### Stated goal
Report each line of the items below that contains the string "girl", in the same letter case, copying every such line in full.

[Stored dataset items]
========

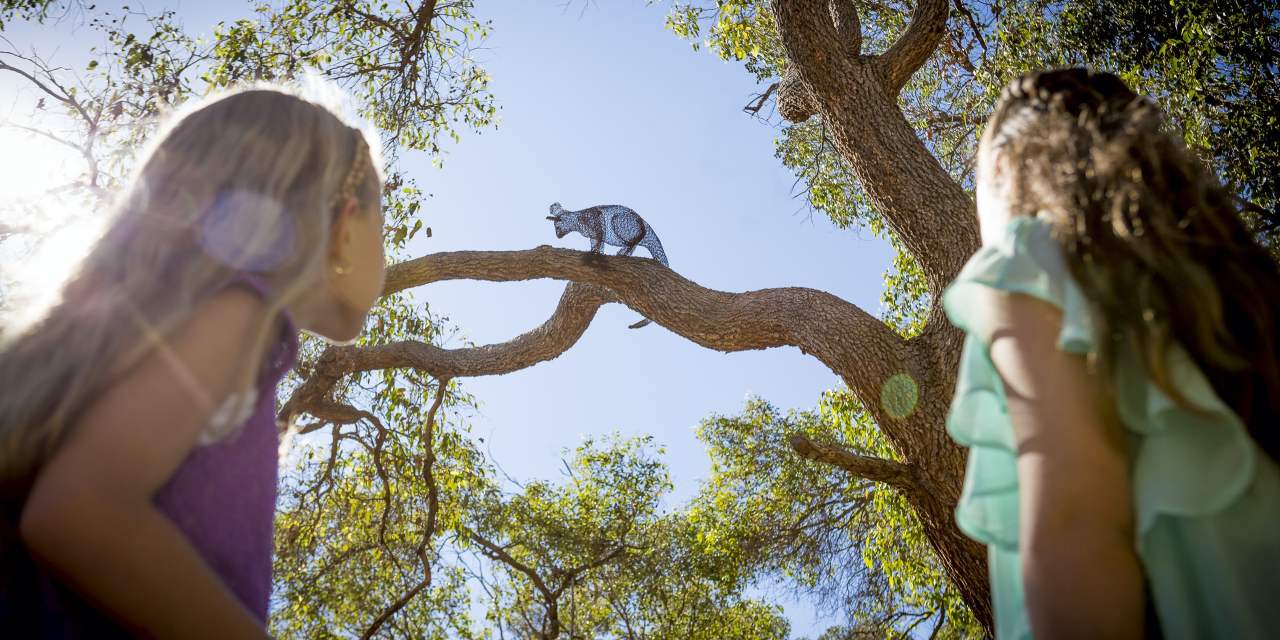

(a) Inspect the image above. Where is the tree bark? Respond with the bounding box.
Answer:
[282,0,992,632]
[773,0,993,634]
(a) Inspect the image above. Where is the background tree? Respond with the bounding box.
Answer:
[0,0,1276,636]
[0,1,787,639]
[667,0,1280,634]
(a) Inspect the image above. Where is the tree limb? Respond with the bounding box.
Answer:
[879,0,948,96]
[282,247,909,432]
[463,527,556,602]
[791,434,919,493]
[831,0,863,59]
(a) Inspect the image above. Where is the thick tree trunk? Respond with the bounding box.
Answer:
[290,0,992,632]
[773,0,992,632]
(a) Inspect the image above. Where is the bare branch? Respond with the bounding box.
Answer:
[360,379,449,640]
[282,247,914,432]
[742,82,778,115]
[879,0,948,96]
[360,571,431,640]
[831,0,863,59]
[280,281,614,424]
[791,434,919,493]
[463,527,556,603]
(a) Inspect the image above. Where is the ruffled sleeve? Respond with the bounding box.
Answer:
[942,218,1258,552]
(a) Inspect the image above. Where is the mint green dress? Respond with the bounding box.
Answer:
[942,218,1280,640]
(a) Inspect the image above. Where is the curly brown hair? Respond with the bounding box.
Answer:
[986,68,1280,460]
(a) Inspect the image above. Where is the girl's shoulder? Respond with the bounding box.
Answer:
[942,218,1280,601]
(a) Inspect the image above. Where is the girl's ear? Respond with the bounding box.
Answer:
[329,198,360,266]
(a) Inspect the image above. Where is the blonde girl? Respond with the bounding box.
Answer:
[943,69,1280,639]
[0,88,384,639]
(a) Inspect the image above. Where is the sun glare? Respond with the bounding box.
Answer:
[0,125,79,200]
[0,125,101,330]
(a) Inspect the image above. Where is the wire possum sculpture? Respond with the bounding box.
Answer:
[547,202,671,329]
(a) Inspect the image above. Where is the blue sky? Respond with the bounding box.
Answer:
[0,0,891,635]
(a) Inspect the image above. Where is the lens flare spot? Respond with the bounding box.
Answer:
[881,374,920,420]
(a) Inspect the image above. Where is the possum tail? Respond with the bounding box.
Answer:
[640,229,671,266]
[627,229,671,329]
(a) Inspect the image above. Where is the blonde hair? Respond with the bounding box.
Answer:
[0,86,381,486]
[986,68,1280,458]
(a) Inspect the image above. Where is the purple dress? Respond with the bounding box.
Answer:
[0,278,298,639]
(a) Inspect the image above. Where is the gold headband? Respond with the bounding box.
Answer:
[334,129,369,206]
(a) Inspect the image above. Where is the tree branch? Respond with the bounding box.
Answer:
[773,0,979,293]
[831,0,863,59]
[879,0,948,96]
[791,434,919,493]
[282,247,914,432]
[462,527,556,602]
[280,281,614,424]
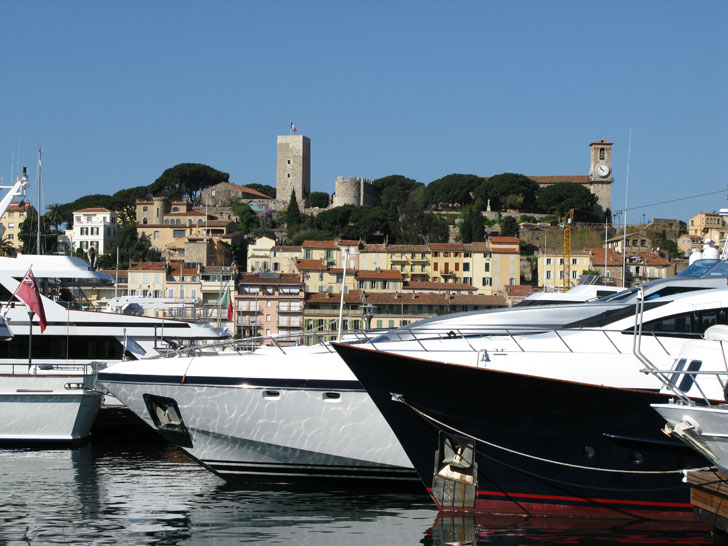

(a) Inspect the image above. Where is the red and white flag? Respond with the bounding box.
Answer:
[15,269,47,334]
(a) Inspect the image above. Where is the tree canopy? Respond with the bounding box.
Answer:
[475,173,539,212]
[538,182,597,221]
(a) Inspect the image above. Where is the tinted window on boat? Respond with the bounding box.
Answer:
[0,334,124,360]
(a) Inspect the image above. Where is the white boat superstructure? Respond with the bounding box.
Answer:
[0,364,101,444]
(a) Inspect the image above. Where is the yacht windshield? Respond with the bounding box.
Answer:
[704,260,728,279]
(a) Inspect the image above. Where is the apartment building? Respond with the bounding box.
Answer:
[0,201,36,250]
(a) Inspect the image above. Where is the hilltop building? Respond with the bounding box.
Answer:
[0,201,35,250]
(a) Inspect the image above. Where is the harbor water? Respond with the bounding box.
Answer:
[0,430,713,546]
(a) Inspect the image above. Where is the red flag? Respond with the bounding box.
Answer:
[15,269,47,334]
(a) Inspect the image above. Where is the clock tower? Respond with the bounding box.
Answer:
[589,140,614,182]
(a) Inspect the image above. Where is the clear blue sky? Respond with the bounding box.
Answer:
[0,0,728,222]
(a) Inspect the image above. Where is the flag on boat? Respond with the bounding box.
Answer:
[15,269,47,334]
[220,286,233,320]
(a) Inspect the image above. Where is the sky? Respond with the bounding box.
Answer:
[0,0,728,223]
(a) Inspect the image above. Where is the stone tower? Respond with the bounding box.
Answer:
[589,140,614,214]
[276,135,311,206]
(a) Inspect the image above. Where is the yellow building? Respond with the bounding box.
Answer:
[537,248,604,292]
[688,212,728,246]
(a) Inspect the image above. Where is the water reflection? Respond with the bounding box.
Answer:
[0,443,710,546]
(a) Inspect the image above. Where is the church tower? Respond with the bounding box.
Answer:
[276,135,311,206]
[589,140,614,214]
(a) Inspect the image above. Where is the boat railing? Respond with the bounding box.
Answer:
[0,362,103,376]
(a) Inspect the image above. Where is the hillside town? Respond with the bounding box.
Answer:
[0,135,726,337]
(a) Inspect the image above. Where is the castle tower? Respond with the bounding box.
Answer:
[276,135,311,206]
[589,140,614,214]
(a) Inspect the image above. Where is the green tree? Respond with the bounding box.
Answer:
[425,174,483,206]
[150,163,230,201]
[230,202,260,234]
[475,173,539,212]
[291,229,334,246]
[458,205,485,243]
[308,191,329,209]
[245,184,276,199]
[372,174,425,214]
[96,222,162,269]
[538,182,599,222]
[45,203,64,233]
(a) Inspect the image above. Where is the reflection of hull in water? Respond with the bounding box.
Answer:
[99,347,417,484]
[337,345,706,518]
[0,366,100,443]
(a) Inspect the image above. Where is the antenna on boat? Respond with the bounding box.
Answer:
[36,148,42,256]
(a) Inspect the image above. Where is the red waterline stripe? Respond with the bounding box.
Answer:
[427,487,693,508]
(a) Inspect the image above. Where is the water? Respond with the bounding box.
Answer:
[0,441,712,546]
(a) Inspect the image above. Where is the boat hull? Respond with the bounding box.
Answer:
[336,344,707,518]
[99,354,417,484]
[0,374,101,444]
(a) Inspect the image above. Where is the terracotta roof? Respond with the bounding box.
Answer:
[359,244,387,252]
[303,241,338,249]
[588,248,622,267]
[450,294,506,307]
[73,208,112,214]
[402,281,478,292]
[387,245,430,252]
[506,284,533,298]
[429,243,465,251]
[238,273,303,285]
[271,246,303,252]
[354,269,402,281]
[165,210,206,216]
[129,262,167,271]
[296,260,326,271]
[627,252,672,266]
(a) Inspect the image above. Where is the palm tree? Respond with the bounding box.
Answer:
[45,203,64,233]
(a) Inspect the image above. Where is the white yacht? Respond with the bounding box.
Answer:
[651,325,728,475]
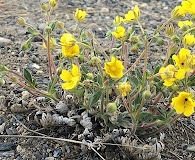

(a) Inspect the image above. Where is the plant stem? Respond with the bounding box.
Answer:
[47,33,52,80]
[133,98,145,133]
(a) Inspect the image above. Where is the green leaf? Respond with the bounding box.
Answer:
[23,68,34,84]
[90,90,102,106]
[0,65,7,72]
[27,27,39,36]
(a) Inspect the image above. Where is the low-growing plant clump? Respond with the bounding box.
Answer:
[0,0,195,157]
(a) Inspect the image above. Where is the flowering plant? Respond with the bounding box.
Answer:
[0,0,195,135]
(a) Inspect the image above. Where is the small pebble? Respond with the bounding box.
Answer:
[0,37,12,47]
[0,142,16,151]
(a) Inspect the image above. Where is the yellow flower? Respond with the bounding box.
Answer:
[74,8,87,22]
[171,92,195,117]
[62,44,80,58]
[60,64,81,90]
[49,0,57,7]
[172,48,191,72]
[104,57,124,78]
[125,5,140,22]
[112,26,125,39]
[178,20,193,28]
[171,6,186,19]
[60,33,80,58]
[113,16,124,26]
[43,37,56,50]
[182,0,195,14]
[118,82,131,97]
[60,33,76,47]
[159,64,186,87]
[183,34,195,46]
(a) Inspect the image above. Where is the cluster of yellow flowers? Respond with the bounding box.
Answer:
[159,48,195,116]
[60,9,131,97]
[112,5,140,39]
[159,0,195,116]
[60,9,86,90]
[172,0,195,18]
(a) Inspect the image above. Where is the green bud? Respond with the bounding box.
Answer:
[86,73,94,80]
[107,103,117,113]
[143,90,152,100]
[56,21,64,29]
[165,23,175,36]
[41,3,49,12]
[17,17,26,26]
[21,40,31,51]
[90,57,101,66]
[171,35,180,43]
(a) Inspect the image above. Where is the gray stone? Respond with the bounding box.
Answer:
[0,37,12,47]
[0,142,16,151]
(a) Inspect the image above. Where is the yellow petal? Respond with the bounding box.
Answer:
[62,81,76,90]
[163,78,175,87]
[175,69,186,80]
[172,97,184,114]
[60,70,72,82]
[183,105,194,117]
[71,64,80,77]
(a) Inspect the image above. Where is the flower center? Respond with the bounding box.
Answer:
[110,66,116,71]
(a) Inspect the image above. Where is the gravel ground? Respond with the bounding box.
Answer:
[0,0,195,160]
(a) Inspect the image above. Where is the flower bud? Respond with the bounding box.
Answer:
[41,3,49,12]
[131,36,140,43]
[130,44,139,53]
[56,21,64,29]
[143,90,152,100]
[17,17,26,26]
[78,54,85,63]
[21,41,31,51]
[86,72,94,80]
[171,6,185,19]
[156,37,164,45]
[45,26,52,33]
[10,76,18,83]
[165,23,175,36]
[0,78,5,86]
[49,0,57,7]
[90,57,101,66]
[107,103,117,113]
[171,84,179,91]
[57,67,62,75]
[190,14,195,22]
[171,35,180,43]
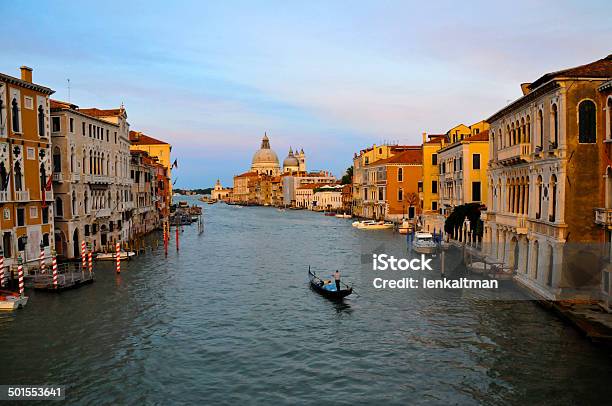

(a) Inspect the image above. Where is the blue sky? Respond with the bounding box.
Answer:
[0,0,612,187]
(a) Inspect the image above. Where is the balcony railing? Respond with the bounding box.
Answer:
[15,190,30,202]
[497,142,531,164]
[595,208,612,227]
[96,208,111,217]
[495,213,528,234]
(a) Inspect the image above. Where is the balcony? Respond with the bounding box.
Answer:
[15,190,30,202]
[497,142,531,165]
[495,213,529,234]
[595,208,612,227]
[95,208,111,218]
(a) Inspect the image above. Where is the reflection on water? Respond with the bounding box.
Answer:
[0,198,612,405]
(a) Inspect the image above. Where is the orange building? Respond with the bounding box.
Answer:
[0,66,54,266]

========

### Complete answer
(a) Inspect the image above. Where is the girl's shoulder? Respond with the bounding box.
(a) Inspect the image above. Where is the girl's ear? Respond with the bounding box.
(a) Inspect the image above. Where is the blonde girl? Respond with the bounding box.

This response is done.